_Artikel_:

------------------------------------------------

DEN HAAG. Wegen mutmaßlicher Kriegsverbrechen im Gazastreifen hat der Internationale Strafgerichtshof in Den Haag Haftbefehl gegen den israelischen Regierungschef Benjamin Netanjahu erlassen. Die Richter entsprachen damit einem Antrag von Chefankläger Karim Khan. Auch gegen Israels früheren Verteidigungsminister Joav Galant und einen Anführer der Terrororganisation Hamas, Mohammad Diab Ibrahim Al-Masri, ergingen internationale Haftbefehle. Fragen und Antworten zur Bedeutung dieser Entscheidung.
?Was ist der Internationale Strafgerichtshof?
Der Internationale Strafgerichtshof (IStGH) mit Sitz in Den Haag verfolgt Verdächtige wegen Kriegsverbrechen, Verbrechen gegen die Menschlichkeit, Völkermord und Aggressions-Krieg. Dazu gehören gerade auch politisch und militärisch Verantwortliche. Auch Staats- und Regierungschefs können sich nicht auf Immunität berufen. Der IStGH ist kein Gericht der Vereinten Nationen, sondern beruht auf einem Grundlagenvertrag, dem Römischen Statut.
?Darf das Gericht überall ermitteln?
Das Weltstrafgericht darf im Prinzip nur Verbrechen verfolgen, die auf dem Gebiet seiner Mitgliedstaaten verübt wurden, also derjenigen, die den Grundlagenvertrag ratifiziert haben. Zu den 124 Mitgliedstaaten gehören zum Beispiel alle EU-Länder.

------------------------------------------------

_Bereitgestelltes Material_:
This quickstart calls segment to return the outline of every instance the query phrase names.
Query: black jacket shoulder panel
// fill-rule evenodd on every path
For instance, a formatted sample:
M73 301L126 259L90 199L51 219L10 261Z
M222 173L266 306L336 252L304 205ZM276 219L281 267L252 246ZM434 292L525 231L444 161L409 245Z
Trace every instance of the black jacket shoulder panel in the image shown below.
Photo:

------------------------------------------------

_Zu bearbeitende Aufgaben_:
1 > Geben Sie aus dem Artikel über den Haftbefehl gegen Netanjahu den Wortlaut von „DEN HAAG. Wegen“ bis einschließlich „Bedeutung dieser Entscheidung.“ unverändert wieder.
2 > Benennen Sie in der gesamten Auflistung „black jacket shoulder panel“ in „grey coat sleeve“ um und geben Sie die Auflistung sonst unverändert wieder.
Der Artikel und die Auflistung haben inhaltlich nichts miteinander zu tun.

_Vollständige Lösungen_:
1 >
DEN HAAG. Wegen mutmaßlicher Kriegsverbrechen im Gazastreifen hat der Internationale Strafgerichtshof in Den Haag Haftbefehl gegen den israelischen Regierungschef Benjamin Netanjahu erlassen. Die Richter entsprachen damit einem Antrag von Chefankläger Karim Khan. Auch gegen Israels früheren Verteidigungsminister Joav Galant und einen Anführer der Terrororganisation Hamas, Mohammad Diab Ibrahim Al-Masri, ergingen internationale Haftbefehle. Fragen und Antworten zur Bedeutung dieser Entscheidung.

2 >
This quickstart calls segment to return the outline of every instance the query phrase names.
Query: grey coat sleeve
// fill-rule evenodd on every path
For instance, a formatted sample:
M73 301L126 259L90 199L51 219L10 261Z
M222 173L266 306L336 252L304 205ZM276 219L281 267L252 246ZM434 292L525 231L444 161L409 245Z
Trace every instance of the grey coat sleeve in the image shown below.
Photo:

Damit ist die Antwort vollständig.